Tino @ Kuota North America


----------



## ucancallmejoe (May 17, 2006)

Hey, thanks for the response. I am a long time member in the cycling community (I volunteered at Trips for Kids for decades and ran their booth at Sea Otter for years as well) and I hate to do this since I know the vast majority of Look employees are working at Look because bikes are their life. 

But, as a business person, I also know there are upper level managers in any industry who feel empowered to screw over one customer if the situation is messy and isolated. 

I originally bought this bike at Mill Valley Cycle Works and the warranty issue occurred right as they went under. So I took it to Lombardi Sports who was gracious enough to take this under their wing even though they had no monetary interest in this situation (they were going to make fifteen bucks from cutting my post maybe).

[Excerpts of labeled region data]
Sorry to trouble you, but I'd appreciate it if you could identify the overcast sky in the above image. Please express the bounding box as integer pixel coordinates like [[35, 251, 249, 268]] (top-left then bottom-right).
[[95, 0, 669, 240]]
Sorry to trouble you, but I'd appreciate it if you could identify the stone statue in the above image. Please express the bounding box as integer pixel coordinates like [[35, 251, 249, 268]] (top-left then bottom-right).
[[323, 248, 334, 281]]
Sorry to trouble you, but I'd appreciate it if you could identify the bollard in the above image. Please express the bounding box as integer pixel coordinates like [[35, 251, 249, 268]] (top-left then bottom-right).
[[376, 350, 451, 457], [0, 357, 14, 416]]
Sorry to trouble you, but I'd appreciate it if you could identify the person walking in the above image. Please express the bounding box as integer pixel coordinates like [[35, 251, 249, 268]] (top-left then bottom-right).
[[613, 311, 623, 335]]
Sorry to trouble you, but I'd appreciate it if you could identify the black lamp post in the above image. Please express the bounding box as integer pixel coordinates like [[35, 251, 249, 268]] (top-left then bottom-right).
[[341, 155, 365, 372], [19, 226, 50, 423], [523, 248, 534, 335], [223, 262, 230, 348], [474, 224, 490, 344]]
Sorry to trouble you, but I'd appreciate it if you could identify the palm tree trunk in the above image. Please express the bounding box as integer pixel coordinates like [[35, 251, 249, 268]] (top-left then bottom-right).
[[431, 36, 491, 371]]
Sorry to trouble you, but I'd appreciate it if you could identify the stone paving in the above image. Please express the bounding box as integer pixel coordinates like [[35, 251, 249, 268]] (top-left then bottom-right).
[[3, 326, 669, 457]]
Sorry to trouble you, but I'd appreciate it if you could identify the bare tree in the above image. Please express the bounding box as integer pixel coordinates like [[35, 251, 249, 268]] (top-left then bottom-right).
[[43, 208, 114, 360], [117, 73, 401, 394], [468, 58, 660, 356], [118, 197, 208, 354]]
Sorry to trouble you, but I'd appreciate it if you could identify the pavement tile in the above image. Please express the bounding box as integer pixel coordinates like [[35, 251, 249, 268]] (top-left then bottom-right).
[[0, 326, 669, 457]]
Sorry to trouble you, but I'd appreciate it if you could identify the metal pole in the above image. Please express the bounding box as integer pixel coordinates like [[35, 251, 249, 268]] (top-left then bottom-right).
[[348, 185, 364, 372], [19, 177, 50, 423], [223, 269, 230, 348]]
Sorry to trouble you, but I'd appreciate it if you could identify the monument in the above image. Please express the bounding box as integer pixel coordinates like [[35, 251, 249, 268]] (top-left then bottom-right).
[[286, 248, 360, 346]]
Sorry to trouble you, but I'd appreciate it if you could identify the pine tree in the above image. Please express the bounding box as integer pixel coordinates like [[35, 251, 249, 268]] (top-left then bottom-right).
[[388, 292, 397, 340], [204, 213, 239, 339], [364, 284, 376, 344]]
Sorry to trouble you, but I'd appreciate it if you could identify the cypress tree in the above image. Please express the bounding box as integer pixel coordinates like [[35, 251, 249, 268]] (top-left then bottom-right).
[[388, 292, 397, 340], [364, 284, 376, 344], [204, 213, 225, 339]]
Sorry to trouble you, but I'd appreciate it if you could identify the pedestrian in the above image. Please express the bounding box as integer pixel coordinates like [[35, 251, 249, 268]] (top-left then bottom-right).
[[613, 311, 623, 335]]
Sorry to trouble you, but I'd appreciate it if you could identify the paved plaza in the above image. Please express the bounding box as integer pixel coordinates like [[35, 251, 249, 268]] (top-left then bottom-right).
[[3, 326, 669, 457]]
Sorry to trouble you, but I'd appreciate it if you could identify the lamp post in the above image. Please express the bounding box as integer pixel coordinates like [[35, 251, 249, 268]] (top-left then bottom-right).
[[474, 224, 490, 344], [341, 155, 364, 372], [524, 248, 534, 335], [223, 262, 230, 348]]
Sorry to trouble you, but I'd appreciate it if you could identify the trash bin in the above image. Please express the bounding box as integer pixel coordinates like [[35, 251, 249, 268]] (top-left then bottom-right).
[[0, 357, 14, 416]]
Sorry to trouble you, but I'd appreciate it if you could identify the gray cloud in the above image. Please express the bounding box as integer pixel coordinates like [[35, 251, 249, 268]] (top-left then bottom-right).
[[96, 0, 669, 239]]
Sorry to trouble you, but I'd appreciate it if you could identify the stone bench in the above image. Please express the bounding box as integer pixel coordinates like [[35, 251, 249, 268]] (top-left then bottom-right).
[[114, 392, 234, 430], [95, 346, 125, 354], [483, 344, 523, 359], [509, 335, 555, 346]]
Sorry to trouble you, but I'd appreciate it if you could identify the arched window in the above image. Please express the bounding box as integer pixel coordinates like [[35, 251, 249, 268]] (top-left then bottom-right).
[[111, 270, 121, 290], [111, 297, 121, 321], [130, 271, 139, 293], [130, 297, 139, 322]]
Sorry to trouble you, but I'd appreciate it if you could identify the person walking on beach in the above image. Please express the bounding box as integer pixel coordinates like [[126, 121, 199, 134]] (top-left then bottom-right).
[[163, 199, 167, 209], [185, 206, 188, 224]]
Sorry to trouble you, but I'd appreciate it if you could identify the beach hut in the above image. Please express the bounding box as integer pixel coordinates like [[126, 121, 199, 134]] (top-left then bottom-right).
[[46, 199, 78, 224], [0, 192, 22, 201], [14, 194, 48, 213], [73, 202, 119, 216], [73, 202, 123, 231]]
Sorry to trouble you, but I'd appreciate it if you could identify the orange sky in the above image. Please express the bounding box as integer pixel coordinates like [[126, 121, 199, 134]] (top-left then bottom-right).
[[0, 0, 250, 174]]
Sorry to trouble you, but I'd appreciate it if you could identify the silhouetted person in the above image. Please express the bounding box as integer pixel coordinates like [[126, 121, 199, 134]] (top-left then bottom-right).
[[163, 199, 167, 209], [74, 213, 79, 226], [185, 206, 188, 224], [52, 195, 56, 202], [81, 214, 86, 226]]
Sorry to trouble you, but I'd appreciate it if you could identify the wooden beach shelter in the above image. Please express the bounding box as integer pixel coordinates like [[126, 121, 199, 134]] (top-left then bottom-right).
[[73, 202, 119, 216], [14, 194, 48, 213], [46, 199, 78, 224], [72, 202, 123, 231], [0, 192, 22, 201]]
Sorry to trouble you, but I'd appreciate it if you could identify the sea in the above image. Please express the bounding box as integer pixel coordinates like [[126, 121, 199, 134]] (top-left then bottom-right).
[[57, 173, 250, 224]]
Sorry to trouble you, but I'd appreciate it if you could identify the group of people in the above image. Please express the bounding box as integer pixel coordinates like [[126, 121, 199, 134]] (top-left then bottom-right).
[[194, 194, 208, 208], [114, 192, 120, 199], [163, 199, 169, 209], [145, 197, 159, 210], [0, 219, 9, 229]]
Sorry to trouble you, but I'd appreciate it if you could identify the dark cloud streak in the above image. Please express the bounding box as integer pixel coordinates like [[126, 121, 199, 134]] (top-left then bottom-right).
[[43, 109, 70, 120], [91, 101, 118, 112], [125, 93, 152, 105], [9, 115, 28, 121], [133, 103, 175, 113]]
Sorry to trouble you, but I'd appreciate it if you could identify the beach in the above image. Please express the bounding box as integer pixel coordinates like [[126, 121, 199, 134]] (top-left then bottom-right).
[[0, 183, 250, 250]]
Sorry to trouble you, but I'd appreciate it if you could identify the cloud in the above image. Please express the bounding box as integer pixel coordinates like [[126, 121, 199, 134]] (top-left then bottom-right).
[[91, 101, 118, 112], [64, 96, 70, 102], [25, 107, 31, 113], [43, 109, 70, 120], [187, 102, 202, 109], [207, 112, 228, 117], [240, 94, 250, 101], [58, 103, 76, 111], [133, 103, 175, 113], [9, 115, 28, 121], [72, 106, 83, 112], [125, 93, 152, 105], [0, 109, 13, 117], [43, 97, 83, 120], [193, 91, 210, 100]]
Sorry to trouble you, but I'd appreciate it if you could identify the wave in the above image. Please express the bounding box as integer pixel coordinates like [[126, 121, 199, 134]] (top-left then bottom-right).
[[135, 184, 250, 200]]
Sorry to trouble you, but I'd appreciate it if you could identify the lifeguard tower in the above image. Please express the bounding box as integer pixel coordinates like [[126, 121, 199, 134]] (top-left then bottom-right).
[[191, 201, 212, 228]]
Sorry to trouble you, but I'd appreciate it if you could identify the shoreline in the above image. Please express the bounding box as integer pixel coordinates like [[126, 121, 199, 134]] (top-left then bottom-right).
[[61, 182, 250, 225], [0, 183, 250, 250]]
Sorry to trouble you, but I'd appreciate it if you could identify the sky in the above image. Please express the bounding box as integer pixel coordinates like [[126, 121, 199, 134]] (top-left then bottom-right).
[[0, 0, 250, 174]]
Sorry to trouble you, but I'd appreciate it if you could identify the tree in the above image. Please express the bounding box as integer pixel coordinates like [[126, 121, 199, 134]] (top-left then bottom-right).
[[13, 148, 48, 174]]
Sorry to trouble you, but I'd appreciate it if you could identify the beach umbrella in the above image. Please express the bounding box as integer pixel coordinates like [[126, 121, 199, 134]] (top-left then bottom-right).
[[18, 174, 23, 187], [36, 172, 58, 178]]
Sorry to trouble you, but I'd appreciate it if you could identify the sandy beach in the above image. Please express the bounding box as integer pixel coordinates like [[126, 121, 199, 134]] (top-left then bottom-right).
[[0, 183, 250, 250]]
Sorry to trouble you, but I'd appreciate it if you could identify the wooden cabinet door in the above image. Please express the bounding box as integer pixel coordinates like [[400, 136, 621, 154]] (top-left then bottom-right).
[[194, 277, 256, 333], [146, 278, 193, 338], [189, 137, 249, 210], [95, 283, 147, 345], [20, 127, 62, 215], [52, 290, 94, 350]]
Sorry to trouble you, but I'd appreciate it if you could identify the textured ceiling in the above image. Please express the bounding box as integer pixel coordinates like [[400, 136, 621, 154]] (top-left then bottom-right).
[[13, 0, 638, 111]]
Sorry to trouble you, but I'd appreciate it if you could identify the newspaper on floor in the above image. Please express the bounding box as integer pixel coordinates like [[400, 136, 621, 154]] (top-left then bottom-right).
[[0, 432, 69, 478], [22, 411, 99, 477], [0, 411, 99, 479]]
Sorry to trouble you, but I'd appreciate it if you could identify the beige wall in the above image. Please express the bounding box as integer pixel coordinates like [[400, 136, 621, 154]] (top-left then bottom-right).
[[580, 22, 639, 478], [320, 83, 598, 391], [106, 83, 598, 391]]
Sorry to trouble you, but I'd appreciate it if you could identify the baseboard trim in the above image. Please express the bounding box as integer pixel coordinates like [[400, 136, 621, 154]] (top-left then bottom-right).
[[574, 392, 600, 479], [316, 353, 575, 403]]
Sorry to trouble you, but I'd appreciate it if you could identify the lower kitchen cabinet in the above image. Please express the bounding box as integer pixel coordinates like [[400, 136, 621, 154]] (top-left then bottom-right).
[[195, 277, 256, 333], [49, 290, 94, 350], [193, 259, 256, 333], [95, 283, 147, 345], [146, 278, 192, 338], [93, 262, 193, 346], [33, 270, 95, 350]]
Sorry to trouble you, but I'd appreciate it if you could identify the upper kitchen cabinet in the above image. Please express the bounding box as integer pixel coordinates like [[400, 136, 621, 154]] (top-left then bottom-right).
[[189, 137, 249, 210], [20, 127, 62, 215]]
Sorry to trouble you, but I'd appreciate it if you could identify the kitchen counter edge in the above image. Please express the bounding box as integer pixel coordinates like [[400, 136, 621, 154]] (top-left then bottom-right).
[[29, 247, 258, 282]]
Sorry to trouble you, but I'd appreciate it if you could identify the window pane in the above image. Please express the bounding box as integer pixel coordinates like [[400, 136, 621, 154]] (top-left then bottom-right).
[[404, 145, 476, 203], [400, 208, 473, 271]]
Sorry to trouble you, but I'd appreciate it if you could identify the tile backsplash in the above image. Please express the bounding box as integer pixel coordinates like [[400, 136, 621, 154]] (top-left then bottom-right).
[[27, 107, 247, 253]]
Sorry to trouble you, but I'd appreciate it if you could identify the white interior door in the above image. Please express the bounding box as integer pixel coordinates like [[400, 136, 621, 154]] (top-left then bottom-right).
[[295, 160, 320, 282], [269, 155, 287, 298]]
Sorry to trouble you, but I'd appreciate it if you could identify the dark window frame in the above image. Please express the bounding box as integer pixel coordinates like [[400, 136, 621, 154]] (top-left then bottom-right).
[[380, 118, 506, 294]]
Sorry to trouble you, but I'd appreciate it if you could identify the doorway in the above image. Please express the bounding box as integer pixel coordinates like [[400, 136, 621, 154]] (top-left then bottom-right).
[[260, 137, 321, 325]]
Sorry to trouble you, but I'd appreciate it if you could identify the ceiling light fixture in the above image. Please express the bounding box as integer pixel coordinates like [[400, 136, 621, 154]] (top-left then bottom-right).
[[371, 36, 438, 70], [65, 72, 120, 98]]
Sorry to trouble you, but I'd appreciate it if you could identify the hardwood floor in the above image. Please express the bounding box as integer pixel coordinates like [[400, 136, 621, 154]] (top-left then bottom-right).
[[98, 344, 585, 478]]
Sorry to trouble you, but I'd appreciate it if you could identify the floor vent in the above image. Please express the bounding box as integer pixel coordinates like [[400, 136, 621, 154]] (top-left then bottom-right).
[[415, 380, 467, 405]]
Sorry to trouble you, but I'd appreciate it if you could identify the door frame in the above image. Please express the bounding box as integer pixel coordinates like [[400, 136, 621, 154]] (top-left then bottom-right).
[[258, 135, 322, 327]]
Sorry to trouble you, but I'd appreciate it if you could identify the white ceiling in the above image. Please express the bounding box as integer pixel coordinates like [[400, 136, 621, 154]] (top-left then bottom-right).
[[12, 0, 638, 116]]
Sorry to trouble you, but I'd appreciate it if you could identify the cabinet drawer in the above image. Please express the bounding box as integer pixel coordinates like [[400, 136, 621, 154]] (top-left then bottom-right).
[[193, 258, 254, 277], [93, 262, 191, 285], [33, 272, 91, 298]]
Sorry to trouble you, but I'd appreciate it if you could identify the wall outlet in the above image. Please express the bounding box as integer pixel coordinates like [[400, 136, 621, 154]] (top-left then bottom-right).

• TASKS TO CARRY OUT:
(1) Reproduce the forum post word for word, in full.
(2) Quote from the rows, starting at the line that contains "identify the tree" and stopping after the line that contains "[[13, 148, 48, 174]]".
The forum post and the rows are unrelated to each other.

• SOLUTIONS TO THE EXERCISE:
(1)
Tino @ Kuota North America


----------



## ucancallmejoe (May 17, 2006)

Hey, thanks for the response. I am a long time member in the cycling community (I volunteered at Trips for Kids for decades and ran their booth at Sea Otter for years as well) and I hate to do this since I know the vast majority of Look employees are working at Look because bikes are their life. 

But, as a business person, I also know there are upper level managers in any industry who feel empowered to screw over one customer if the situation is messy and isolated. 

I originally bought this bike at Mill Valley Cycle Works and the warranty issue occurred right as they went under. So I took it to Lombardi Sports who was gracious enough to take this under their wing even though they had no monetary interest in this situation (they were going to make fifteen bucks from cutting my post maybe).

(2)
Sorry to trouble you, but I'd appreciate it if you could identify the tree in the above image. Please express the bounding box as integer pixel coordinates like [[126, 121, 199, 134]] (top-left then bottom-right).
[[13, 148, 48, 174]]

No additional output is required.